[[ Passage provided, beginning ]]

Russian politician (born 1959)

Yuri Konstantinovich Valyaev (Юрий Константинович Валяев; born 18 April 1959) is a Russian politician serving as a senator from the Jewish Autonomous Oblast since 22 September 2020.

== Career ==

Yuri Valyaev was born on 18 April 1959 in Zhuravlikha, Pervomaysky District, Altai Krai. In 1980, he graduated from the Omsk Academy of the Ministry of Internal Affairs. From 1980 to 1981, he served as an Inspector of the Criminal Investigation Department. From 1989 onward, he worked at the Internal Affairs Directorate of Barnaul. From 2002 to 2011, Valyaev served as a Minister of the Interior of the Republic of Altai. Afterward, he was the Head of the Main Directorate of the Ministry of Internal Affairs of Russia for the Perm Krai. On 22 September 2020, he was appointed the senator from the Jewish Autonomous Oblast.

[[ Passage provided, end ]]
[[ Information provided, beginning ]]

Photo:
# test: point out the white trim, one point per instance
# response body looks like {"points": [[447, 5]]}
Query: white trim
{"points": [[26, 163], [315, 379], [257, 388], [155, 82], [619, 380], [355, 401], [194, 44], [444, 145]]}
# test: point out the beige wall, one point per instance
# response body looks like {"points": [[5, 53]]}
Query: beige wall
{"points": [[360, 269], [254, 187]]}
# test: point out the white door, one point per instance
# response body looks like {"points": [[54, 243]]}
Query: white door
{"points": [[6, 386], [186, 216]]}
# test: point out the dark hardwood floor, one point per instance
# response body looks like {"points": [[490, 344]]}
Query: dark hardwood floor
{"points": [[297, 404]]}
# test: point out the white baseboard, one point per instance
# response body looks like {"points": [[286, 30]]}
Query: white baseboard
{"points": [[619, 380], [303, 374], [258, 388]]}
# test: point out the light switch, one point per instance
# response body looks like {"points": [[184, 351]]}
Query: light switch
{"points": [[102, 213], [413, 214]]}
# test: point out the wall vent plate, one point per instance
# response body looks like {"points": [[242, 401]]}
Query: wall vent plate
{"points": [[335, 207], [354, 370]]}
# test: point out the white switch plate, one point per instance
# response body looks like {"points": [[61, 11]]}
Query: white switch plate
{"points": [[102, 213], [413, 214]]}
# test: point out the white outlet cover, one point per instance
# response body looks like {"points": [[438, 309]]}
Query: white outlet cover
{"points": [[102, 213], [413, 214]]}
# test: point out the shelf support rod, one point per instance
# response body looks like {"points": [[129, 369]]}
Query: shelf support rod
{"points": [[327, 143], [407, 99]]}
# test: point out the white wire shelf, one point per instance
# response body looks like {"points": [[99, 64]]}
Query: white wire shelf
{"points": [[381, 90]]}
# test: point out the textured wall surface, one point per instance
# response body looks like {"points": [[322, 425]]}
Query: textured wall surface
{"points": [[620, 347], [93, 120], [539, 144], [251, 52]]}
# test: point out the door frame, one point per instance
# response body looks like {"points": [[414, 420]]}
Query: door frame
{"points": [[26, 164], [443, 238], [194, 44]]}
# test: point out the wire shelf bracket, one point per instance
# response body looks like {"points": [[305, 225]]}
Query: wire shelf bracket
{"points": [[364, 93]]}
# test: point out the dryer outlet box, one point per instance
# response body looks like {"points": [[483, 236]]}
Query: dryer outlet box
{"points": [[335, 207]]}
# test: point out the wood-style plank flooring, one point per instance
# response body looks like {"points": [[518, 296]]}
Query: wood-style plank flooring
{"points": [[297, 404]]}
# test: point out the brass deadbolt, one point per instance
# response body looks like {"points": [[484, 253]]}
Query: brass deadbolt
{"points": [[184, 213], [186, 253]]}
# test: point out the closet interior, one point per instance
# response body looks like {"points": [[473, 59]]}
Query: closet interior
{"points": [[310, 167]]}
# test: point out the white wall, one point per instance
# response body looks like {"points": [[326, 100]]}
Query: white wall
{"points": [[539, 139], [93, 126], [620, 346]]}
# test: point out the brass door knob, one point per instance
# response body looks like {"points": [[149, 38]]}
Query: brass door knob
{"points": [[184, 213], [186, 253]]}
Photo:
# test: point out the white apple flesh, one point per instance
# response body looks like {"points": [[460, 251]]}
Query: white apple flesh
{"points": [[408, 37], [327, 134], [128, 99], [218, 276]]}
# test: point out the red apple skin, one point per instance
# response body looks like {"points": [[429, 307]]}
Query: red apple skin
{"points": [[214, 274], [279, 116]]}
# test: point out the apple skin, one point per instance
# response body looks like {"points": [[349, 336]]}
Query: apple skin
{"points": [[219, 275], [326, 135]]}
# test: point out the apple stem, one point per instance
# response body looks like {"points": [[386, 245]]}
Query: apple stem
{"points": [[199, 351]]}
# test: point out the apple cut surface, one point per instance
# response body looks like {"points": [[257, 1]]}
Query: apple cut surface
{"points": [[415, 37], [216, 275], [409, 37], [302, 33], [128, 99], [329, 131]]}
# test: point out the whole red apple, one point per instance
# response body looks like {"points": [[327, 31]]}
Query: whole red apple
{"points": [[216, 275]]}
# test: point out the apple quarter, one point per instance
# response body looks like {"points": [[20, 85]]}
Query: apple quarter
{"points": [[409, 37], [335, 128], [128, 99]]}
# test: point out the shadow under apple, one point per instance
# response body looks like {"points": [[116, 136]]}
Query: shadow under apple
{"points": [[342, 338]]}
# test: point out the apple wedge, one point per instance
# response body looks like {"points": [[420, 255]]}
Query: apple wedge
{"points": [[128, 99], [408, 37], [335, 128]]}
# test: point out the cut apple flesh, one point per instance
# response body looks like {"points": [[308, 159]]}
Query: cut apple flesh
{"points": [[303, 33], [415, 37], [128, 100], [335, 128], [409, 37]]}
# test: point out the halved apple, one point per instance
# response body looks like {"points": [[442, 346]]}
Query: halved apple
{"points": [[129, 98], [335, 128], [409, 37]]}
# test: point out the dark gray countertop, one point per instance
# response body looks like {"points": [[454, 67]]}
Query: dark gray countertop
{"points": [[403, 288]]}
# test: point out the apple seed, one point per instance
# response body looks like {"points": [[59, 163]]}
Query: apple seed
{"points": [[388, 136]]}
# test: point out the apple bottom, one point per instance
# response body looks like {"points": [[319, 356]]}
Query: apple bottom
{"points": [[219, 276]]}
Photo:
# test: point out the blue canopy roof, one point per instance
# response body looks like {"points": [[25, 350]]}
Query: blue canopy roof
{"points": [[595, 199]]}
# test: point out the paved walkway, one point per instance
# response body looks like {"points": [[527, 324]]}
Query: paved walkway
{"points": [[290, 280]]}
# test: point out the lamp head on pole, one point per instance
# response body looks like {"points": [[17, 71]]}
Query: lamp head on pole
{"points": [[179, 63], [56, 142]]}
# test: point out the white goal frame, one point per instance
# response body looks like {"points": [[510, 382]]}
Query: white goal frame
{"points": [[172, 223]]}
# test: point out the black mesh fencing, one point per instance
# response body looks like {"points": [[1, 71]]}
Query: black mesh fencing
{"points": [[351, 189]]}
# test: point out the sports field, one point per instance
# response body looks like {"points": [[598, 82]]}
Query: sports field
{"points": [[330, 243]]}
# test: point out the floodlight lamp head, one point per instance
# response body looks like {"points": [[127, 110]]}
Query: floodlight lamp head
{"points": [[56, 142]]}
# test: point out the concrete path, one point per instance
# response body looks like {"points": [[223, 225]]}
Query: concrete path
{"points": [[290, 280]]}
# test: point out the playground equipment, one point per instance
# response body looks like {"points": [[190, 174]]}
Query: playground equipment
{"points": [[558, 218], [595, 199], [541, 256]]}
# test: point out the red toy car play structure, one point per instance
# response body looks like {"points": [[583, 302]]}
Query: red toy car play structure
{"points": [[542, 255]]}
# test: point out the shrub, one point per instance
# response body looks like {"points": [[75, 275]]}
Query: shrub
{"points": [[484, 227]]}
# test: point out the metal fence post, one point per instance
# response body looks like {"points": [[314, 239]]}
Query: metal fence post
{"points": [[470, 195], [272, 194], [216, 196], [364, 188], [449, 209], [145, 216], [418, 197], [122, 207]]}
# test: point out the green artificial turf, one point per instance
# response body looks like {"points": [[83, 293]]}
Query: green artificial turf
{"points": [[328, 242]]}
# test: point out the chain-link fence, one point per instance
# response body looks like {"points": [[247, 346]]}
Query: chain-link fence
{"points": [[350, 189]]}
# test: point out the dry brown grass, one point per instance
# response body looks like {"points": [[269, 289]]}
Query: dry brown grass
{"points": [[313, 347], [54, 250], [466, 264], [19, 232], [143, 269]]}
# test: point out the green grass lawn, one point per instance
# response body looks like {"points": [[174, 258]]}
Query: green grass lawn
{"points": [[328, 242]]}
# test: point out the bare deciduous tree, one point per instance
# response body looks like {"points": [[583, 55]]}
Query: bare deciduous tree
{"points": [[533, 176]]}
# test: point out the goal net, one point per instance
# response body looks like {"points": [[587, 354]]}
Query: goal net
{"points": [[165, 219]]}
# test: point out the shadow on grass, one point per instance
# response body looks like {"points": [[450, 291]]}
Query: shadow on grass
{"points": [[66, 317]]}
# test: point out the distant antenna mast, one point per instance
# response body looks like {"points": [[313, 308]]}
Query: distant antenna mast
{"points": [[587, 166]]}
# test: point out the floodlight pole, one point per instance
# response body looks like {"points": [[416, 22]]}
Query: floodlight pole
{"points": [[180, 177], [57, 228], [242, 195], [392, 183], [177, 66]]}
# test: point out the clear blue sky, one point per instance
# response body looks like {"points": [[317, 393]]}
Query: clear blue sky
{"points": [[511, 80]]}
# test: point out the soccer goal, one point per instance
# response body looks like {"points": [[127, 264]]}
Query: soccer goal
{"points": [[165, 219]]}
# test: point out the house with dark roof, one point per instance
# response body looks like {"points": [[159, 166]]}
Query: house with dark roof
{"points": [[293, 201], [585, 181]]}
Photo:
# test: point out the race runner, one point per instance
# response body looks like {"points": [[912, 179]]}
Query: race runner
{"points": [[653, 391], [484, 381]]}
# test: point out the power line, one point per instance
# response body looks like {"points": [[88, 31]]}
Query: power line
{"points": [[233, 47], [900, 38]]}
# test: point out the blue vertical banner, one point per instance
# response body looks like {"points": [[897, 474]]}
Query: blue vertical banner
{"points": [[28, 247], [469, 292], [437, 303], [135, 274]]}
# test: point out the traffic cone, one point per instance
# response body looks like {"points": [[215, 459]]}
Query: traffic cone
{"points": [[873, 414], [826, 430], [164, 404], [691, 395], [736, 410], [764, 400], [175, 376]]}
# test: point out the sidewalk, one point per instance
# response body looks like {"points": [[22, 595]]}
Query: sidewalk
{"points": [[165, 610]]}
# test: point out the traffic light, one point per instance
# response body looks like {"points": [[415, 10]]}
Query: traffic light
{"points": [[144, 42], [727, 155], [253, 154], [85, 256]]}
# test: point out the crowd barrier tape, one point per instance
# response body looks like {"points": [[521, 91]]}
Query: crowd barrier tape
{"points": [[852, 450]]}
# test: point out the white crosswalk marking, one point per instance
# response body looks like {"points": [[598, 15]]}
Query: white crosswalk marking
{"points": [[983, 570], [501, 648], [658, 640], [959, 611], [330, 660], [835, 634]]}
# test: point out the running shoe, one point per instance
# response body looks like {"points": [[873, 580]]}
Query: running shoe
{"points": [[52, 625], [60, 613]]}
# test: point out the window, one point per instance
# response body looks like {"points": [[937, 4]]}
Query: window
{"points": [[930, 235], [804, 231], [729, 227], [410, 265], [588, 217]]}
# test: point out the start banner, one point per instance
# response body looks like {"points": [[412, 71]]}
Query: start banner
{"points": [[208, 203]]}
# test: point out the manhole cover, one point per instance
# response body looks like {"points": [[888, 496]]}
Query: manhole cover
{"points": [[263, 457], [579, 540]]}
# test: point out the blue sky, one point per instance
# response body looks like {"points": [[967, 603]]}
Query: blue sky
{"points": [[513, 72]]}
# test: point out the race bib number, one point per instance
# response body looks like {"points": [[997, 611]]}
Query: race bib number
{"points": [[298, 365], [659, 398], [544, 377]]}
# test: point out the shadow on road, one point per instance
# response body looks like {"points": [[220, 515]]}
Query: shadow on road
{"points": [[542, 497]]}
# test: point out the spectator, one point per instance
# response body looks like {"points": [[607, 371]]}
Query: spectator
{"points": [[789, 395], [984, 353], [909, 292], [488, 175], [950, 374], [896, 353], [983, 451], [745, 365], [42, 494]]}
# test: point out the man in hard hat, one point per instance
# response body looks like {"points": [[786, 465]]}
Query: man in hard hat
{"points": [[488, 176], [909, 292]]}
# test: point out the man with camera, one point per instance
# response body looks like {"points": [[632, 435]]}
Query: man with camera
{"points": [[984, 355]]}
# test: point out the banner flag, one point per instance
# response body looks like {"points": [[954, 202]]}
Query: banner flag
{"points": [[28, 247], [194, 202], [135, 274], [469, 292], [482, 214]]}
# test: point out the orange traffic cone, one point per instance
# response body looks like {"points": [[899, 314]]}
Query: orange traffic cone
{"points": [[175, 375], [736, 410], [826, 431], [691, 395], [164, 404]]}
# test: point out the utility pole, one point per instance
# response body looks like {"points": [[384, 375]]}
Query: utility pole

[[ Information provided, end ]]

▶ **Set of tasks**
1/ Which years does the Career section of the Valyaev biography mention? List each one once.
2/ According to the Valyaev biography, where was Yuri Valyaev born?
3/ Continue the Valyaev biography after its last sentence.

▶ **Task-by-task answers**
1/ 1959, 1980, 1981, 1989, 2002, 2011, 2020

2/ Zhuravlikha, Pervomaysky District, Altai Krai.

3/
==Sanctions==
Yuri Valyaev is under personal sanctions introduced by the European Union, the United Kingdom, the United States, Canada, Switzerland, Australia, Ukraine, New Zealand, for ratifying the decisions of the "Treaty of Friendship, Cooperation and Mutual Assistance between the Russian Federation and the Donetsk People's Republic and between the Russian Federation and the Luhansk People's Republic" and providing political and economic support for Russia's annexation of Ukrainian territories.